• PROBLEM:
Reproduce the material below word for word, leaving every line unchanged.

Entries from a pointing dataset
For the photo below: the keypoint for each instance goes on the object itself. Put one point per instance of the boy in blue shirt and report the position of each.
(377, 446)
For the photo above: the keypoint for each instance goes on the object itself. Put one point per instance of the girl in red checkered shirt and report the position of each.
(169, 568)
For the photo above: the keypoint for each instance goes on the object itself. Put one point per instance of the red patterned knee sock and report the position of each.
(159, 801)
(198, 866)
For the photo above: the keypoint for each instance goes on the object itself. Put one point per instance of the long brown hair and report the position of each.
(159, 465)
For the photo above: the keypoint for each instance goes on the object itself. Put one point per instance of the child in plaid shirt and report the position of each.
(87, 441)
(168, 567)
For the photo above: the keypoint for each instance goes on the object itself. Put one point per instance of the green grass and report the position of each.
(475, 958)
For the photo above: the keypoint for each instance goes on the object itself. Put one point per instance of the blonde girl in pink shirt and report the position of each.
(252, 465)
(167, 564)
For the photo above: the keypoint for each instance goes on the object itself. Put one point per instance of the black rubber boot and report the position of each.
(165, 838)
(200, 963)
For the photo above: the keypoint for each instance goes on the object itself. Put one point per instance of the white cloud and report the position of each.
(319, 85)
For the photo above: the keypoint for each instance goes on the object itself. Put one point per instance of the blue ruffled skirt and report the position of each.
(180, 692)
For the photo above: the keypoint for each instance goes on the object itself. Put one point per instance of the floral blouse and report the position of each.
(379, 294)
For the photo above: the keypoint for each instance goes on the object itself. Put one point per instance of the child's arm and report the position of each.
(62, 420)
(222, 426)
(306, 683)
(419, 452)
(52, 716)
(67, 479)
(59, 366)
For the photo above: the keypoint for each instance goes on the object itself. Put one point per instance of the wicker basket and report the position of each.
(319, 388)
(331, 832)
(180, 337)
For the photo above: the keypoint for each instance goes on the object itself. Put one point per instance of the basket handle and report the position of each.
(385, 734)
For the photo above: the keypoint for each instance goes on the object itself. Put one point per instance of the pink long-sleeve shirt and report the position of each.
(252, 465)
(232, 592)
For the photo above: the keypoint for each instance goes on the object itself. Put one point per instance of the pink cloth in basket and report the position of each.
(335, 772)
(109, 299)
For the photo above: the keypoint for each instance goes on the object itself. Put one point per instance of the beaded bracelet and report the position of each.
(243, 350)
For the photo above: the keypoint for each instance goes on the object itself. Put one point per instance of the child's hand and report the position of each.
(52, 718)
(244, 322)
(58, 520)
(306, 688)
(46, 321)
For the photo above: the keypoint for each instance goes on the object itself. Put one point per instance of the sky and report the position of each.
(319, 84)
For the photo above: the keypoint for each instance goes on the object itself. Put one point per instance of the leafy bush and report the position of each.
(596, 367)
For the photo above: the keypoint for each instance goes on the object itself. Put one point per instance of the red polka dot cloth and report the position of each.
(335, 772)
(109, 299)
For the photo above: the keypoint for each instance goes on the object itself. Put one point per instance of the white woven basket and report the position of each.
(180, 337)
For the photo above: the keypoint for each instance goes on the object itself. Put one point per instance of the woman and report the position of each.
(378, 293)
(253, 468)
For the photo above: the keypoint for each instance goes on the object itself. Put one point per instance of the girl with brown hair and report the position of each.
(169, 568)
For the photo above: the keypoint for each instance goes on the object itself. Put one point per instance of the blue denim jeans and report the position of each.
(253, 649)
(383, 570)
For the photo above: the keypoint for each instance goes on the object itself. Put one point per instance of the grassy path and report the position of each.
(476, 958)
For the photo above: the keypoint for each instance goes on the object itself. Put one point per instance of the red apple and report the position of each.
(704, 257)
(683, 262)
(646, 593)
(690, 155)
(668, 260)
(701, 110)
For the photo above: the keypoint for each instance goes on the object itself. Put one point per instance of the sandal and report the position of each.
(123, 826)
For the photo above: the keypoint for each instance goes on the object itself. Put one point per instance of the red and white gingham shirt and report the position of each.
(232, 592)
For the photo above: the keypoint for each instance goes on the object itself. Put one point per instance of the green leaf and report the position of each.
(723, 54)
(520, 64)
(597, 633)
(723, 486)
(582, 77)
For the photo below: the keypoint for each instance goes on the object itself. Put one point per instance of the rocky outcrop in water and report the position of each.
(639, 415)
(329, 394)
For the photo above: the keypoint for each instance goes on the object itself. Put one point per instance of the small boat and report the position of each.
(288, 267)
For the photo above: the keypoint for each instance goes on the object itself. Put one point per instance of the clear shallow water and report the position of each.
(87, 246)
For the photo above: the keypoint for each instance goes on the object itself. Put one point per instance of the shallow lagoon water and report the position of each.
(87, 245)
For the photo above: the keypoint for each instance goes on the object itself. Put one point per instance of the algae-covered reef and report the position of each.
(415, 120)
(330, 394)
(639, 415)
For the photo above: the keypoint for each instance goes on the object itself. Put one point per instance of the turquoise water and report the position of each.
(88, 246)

• SOLUTION TO THE EXERCISE:
For the photo below: the keypoint for each instance goes on the object itself. Put one point per instance of the boy in blue shirt and report the position of each.
(377, 446)
For the photo above: the keypoint for each instance goes on the object itself. Put one point per instance of the girl in red checkered shirt and report the position of each.
(169, 568)
For the photo above: the keypoint for each instance goes on the object itself. Put one point per instance of the red patterned knee sock and report the position of each.
(159, 801)
(198, 866)
For the photo above: the keypoint for each instance goes on the object itself. Put one point per instance of the long brown hair and report the position of each.
(159, 465)
For the photo above: the keypoint for each instance goes on the object itself. Put one point per instance of the child in plaid shirt and report the position of each.
(87, 441)
(168, 567)
For the photo above: the keypoint for each instance goes on the object itself. Put one point per instance of the green grass and report the position of each.
(475, 958)
For the photo above: the keypoint for each instance goes on the object itself. Put one point per instance of the blonde girl in pink shirt and report the position of each.
(252, 465)
(167, 564)
For the photo above: the keypoint for each instance goes on the object itself. Put one point per instance of the black rubber boot and report the position of each.
(165, 838)
(200, 963)
For the photo above: the keypoint for each instance goes on the object itself. Put one point per instance of the white cloud and report the position of each.
(319, 85)
For the photo above: the keypoint for each instance goes on the object itself. Put one point per instance of the blue ruffled skirt and report the position of each.
(180, 692)
For the photo above: the keypoint for each instance goes on the object itself. Put one point per instance of the floral blouse and report the position of each.
(379, 294)
For the photo above: the keypoint for each instance goes on the object itself. Put one point per instance of the child's arm and report the position of each.
(62, 420)
(222, 426)
(306, 683)
(419, 452)
(52, 716)
(67, 479)
(59, 366)
For the photo above: the keypoint for each instance goes on the object itself. Put one point per instance of the wicker basket and report the position of each.
(319, 388)
(331, 832)
(180, 337)
For the photo above: the keypoint for each instance goes on the object itself. Put one point per instance of the basket handle and report the position of each.
(385, 734)
For the photo above: the keypoint for each instance goes on the object itself. Put one point per instance of the pink long-sleeve shirt and report the position of each.
(252, 465)
(232, 592)
For the photo above: the keypoint for each instance goes on the object itself. Put one point per instance of the pink cloth in basket and report the position of each.
(335, 772)
(109, 299)
For the photo above: the keypoint for each instance goes on the object itself. Put one point per instance of the beaded bracelet and report the position of each.
(243, 350)
For the photo above: the keypoint for each instance goes on the object itself. Put one point per instance of the child's hand and report the position of each.
(52, 718)
(244, 322)
(58, 520)
(306, 688)
(46, 321)
For the photo above: the keypoint for each instance goes on the object itself. Put one point per instance of the sky and report the position of each.
(319, 84)
For the photo above: the keypoint for each instance goes on the object itself. Put one point per instance of the leafy bush and report the position of each.
(596, 367)
For the photo above: the keypoint for each instance goes on the object itself. Put one point per instance of the red polka dot cloth and report the position of each.
(335, 772)
(109, 299)
For the photo above: the keypoint for each instance goes on the object itself. Put one point per instance of the white woven basket and report the position of each.
(180, 337)
For the photo above: the keypoint for each instance goes on the object itself. Put one point per instance of the woman and report the position of each.
(378, 293)
(253, 468)
For the photo above: the keypoint for each instance goes on the object itself. Put one point per instance of the girl with brown hair and report the position of each.
(169, 568)
For the photo above: the keypoint for each instance goes on the object itself. Put one point per instance of the blue denim jeans and report the position of each.
(253, 649)
(383, 570)
For the photo above: the keypoint for each instance goes on the object itself. Put one point per instance of the grassy path and report the position of each.
(476, 958)
For the photo above: the keypoint for each instance goes on the object itself. Put one point per instance of the red apple and report the position of each.
(704, 257)
(683, 262)
(646, 593)
(690, 155)
(668, 260)
(701, 110)
For the photo above: the keypoint for each instance goes on the object itself. Put one point per instance of the sandal and report the position of each.
(123, 826)
For the photo above: the keypoint for each instance goes on the object itself. Put one point per instance of the red and white gingham shirt and report the position of each.
(232, 592)
For the photo above: the keypoint for each instance goes on the object itself. Put one point per instance of the green leaf and report the position of each.
(723, 54)
(520, 64)
(597, 633)
(723, 486)
(582, 77)
For the photo below: the keypoint for each instance goes on the object itself. Put one point per instance of the rocky outcrop in water and report the position of each.
(639, 415)
(329, 394)
For the photo above: the keypoint for each instance goes on the object itself. Put one point per instance of the small boat and report the position of each.
(288, 267)
For the photo above: the keypoint for each instance goes on the object itself. Put one point per instance of the clear shallow water and report the position of each.
(87, 246)
For the photo above: the keypoint for each instance goes on the object itself. Put one point per instance of the shallow lagoon water and report the position of each.
(87, 245)
For the photo above: the keypoint for each instance goes on the object itself. Put one point per instance of the algae-covered reef and report the position of each.
(415, 120)
(330, 394)
(639, 415)
For the photo above: the keypoint for each instance goes on the object itself. Put one point per instance of the turquoise water and report the position of each.
(88, 246)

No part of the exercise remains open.